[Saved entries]
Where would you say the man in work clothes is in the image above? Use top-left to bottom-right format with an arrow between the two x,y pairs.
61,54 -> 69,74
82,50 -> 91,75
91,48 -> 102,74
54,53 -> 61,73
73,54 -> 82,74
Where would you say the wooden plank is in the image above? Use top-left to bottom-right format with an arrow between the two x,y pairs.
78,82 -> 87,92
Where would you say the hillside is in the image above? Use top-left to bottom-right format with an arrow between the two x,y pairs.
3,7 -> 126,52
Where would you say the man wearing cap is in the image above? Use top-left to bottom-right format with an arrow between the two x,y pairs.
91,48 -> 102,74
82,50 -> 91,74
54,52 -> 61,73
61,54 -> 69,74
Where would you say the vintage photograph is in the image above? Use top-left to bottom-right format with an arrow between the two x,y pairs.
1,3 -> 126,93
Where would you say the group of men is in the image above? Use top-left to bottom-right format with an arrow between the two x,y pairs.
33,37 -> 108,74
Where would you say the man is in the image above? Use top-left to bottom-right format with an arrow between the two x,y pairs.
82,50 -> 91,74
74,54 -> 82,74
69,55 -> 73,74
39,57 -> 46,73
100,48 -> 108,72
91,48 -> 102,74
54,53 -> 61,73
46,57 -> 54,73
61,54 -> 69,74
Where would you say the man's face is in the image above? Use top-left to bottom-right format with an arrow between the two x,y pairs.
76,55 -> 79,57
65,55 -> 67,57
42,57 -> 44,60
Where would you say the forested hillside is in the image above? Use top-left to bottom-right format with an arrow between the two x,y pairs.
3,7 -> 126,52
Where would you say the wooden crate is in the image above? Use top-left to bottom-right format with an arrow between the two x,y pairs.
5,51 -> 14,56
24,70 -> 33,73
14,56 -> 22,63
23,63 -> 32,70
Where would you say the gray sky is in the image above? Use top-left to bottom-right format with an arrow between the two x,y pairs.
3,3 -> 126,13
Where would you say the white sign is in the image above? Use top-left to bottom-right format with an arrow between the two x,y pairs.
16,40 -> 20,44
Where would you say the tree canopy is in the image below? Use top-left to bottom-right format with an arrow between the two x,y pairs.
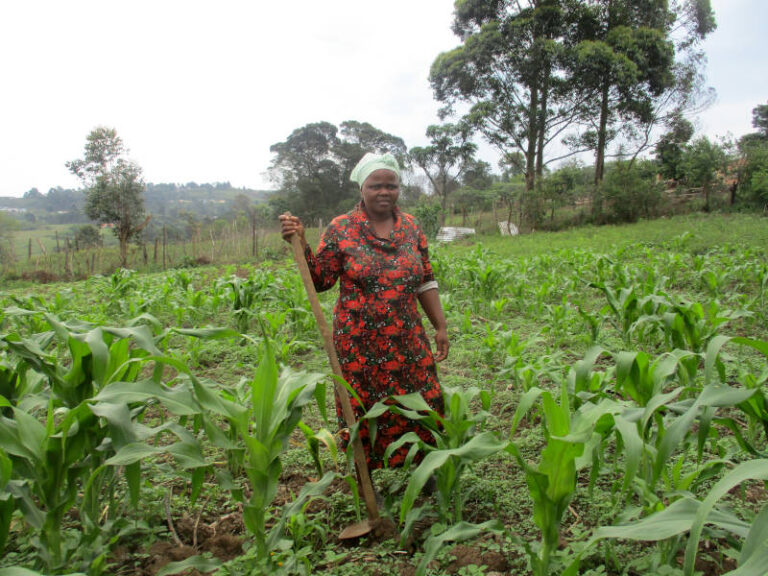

STATED GOAL: Extract every line above that contains the word "wooden".

COMPLETE RESPONSE:
Where would you say the wooden plank is in the image above? Use top-left to bottom-right format with an arrow between the two x,y pairs.
Where would you say the wooden crate is in the image above? Use top-left to bottom-right format with an arrow between the two x,y pairs.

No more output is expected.